Start of Given entries

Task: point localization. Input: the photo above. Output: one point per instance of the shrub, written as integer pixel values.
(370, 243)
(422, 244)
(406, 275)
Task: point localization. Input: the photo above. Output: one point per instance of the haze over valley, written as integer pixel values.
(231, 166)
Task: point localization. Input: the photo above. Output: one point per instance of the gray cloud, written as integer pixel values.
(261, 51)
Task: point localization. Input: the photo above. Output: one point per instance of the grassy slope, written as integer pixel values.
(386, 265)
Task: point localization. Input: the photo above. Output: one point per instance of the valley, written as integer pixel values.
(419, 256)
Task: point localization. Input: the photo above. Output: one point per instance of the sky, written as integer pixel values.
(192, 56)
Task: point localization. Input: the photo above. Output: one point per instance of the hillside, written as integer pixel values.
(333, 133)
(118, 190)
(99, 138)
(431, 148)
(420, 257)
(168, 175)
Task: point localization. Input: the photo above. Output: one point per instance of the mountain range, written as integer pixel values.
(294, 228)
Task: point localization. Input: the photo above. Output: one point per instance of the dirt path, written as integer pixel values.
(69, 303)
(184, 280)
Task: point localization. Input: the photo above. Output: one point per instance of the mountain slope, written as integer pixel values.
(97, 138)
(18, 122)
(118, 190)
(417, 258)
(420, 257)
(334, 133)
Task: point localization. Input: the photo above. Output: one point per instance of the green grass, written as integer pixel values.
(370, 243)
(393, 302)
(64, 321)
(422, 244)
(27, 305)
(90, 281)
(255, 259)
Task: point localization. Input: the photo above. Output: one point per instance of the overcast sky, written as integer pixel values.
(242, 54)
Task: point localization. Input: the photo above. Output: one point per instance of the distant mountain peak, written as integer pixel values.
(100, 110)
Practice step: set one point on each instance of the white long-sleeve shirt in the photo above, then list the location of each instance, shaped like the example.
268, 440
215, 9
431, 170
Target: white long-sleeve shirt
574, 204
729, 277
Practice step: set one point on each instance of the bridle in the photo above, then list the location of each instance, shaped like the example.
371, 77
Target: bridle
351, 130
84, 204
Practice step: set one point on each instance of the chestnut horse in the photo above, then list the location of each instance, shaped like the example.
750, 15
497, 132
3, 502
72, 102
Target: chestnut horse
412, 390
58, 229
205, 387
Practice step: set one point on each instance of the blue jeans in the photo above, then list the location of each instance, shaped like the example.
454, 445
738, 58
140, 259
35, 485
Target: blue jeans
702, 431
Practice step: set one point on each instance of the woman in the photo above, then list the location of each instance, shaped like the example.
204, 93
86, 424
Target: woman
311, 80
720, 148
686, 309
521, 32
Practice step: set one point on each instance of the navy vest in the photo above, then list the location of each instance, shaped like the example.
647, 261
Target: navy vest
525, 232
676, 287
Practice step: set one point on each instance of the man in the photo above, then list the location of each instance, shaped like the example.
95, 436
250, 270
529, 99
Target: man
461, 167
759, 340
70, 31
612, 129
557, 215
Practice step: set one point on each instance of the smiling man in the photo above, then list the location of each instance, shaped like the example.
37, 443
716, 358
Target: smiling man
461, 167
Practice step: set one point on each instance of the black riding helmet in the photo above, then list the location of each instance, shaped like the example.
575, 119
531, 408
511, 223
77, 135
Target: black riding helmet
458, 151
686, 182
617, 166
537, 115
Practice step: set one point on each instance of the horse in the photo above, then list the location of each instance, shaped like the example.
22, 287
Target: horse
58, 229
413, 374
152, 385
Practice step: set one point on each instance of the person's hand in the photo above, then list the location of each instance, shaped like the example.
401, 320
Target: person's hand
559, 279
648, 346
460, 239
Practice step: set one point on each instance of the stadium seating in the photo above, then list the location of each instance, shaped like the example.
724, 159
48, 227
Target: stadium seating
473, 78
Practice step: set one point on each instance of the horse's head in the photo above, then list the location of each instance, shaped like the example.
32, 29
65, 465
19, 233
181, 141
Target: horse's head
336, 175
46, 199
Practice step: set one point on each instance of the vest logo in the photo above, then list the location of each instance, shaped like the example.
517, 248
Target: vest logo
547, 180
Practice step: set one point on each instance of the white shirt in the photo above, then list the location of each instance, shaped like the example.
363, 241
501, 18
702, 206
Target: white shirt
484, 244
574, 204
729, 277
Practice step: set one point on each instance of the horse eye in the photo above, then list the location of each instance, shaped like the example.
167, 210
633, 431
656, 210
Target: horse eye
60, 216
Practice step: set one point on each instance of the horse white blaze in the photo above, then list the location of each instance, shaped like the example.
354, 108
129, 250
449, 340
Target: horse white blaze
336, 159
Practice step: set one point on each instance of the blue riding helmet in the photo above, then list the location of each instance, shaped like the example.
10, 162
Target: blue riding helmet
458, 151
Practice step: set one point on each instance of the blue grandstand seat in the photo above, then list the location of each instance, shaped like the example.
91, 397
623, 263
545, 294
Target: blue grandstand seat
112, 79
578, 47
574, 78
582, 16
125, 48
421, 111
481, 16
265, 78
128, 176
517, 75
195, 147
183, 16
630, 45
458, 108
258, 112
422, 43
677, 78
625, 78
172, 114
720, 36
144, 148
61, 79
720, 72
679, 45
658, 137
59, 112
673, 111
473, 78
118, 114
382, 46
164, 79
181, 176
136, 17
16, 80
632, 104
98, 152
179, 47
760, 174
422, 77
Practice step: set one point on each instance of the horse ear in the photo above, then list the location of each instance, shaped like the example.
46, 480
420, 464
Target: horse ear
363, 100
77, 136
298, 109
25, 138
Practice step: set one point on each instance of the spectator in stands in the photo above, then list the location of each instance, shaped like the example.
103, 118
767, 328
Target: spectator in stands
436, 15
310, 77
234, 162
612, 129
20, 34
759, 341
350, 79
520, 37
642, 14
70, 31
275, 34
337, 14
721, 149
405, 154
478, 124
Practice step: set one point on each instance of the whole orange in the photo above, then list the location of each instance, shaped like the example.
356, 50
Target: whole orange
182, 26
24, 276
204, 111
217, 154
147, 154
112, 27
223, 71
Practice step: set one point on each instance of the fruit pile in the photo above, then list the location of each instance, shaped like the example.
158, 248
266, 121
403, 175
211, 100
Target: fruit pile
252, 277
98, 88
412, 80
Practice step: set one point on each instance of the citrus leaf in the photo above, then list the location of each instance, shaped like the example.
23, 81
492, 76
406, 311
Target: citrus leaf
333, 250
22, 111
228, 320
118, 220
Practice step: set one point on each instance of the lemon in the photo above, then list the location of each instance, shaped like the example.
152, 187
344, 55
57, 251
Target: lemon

End of Given entries

--- Exercise brief ---
Extract the lines of the records above word for word, starting at the line that contains "the blue grandstand" and ending at the final line of the records.

--- Exercise result ---
Practice step: set one point on each instance of the blue grandstand seat in the photo above, then list the location of each instance, shaped like the example.
91, 397
623, 263
545, 294
Target: blue grandstand seat
112, 79
578, 47
574, 78
582, 16
125, 48
421, 111
481, 16
265, 78
128, 176
517, 75
195, 147
183, 16
630, 45
458, 108
258, 112
422, 43
677, 78
625, 78
172, 114
720, 36
144, 148
61, 79
720, 72
679, 45
658, 137
59, 112
673, 111
473, 78
118, 114
382, 46
164, 79
181, 176
136, 17
16, 80
632, 104
98, 152
179, 47
760, 174
422, 77
Practice step: set one point on each instance of the horse ear in the photo above, then list the location of each instance, shaped like the example.
46, 480
420, 464
Target: horse ear
363, 100
77, 136
298, 109
25, 138
Practice step: set one point on each instance of the spectator in stands in the photo above, then list the location of each instance, shaped like the example.
103, 118
767, 328
Target: spectator in stands
436, 15
310, 77
234, 162
612, 129
20, 34
759, 341
350, 79
520, 37
642, 14
70, 31
275, 34
337, 14
721, 149
405, 154
478, 124
Practice step: set one point on each instance of the whole orange in the photo above, then list the location of each instance, shaped like the example.
356, 50
Target: whole orange
182, 26
24, 276
204, 111
217, 154
147, 154
112, 27
223, 71
Practice step: set one point on each instance of the fruit pile in the photo above, then list the location of each instance, shaped like the example.
158, 248
266, 121
403, 175
211, 100
Target: fruit pile
252, 277
98, 88
412, 80
Practice step: set one point on each instance of the citrus leaf in the photo above, then list the location of each instance, shaped like the example.
23, 81
492, 76
406, 311
Target: citrus leaf
333, 250
22, 111
228, 320
118, 220
Practice step: set one point on each instance of the lemon in the photo above, then list the location of each instance, shaped like the example.
152, 187
344, 55
57, 251
Target: lemon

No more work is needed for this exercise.